* To be done:
Return every line of the data without changes, starting at the line that contains "Exercise. Locate the white" and continuing through the end of the data, and leave the pictures out of your answer.

* Data:
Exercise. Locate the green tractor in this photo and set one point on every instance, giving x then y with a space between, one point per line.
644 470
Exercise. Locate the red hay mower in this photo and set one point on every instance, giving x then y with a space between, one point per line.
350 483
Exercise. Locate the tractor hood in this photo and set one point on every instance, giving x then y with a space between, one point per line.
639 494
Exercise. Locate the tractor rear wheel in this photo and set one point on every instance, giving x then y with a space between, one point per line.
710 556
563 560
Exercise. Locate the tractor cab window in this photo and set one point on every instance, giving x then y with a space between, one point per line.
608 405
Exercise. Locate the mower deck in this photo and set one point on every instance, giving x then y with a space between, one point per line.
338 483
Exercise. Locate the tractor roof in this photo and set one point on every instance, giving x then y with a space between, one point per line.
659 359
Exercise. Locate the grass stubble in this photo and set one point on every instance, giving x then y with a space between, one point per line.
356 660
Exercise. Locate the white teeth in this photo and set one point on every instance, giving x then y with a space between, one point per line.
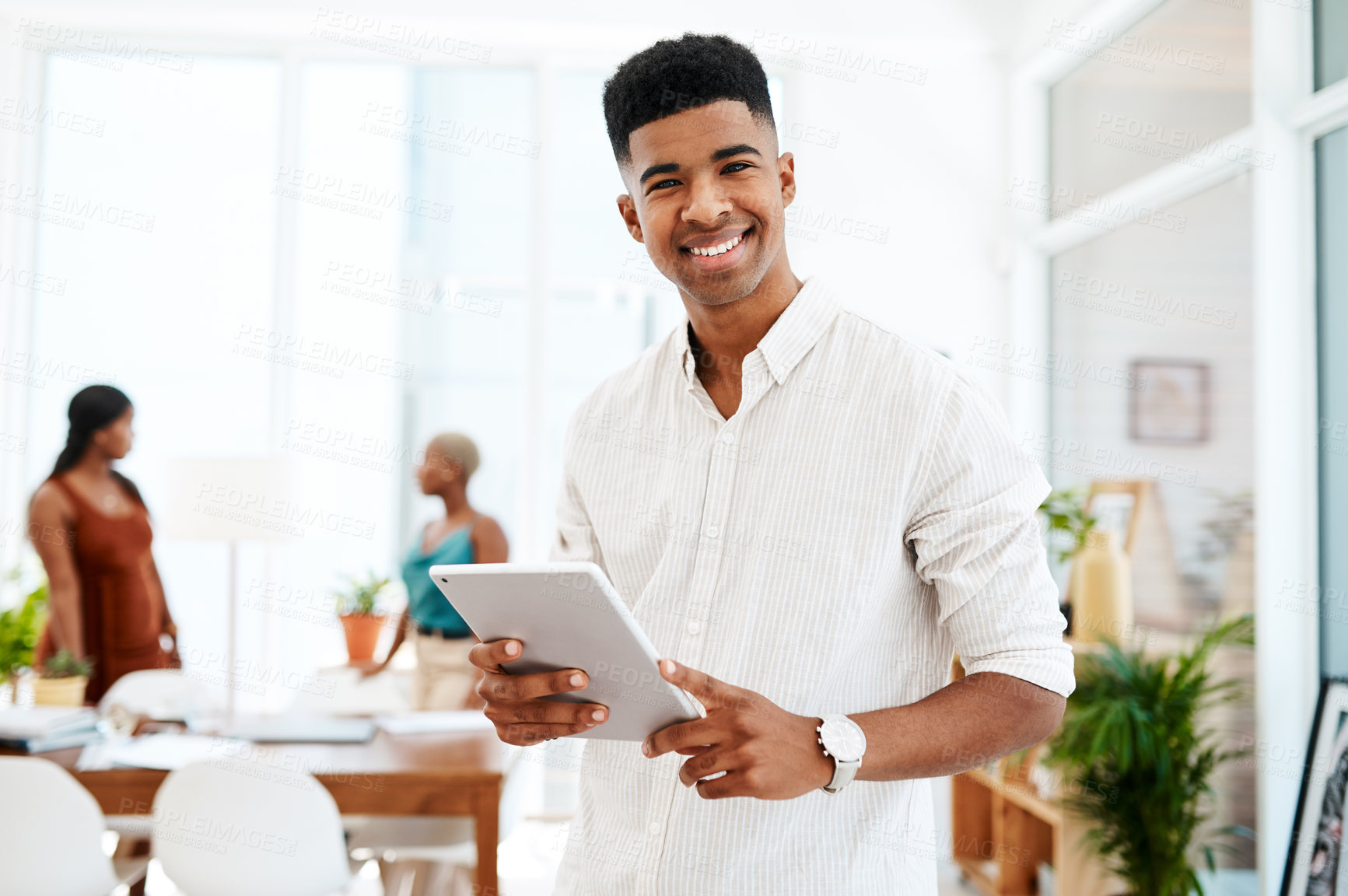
719 250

* Task answer:
Exercise. Locate the white teeth in this photo and set one point on every instance, giving x then y with a space between, one point per line.
719 250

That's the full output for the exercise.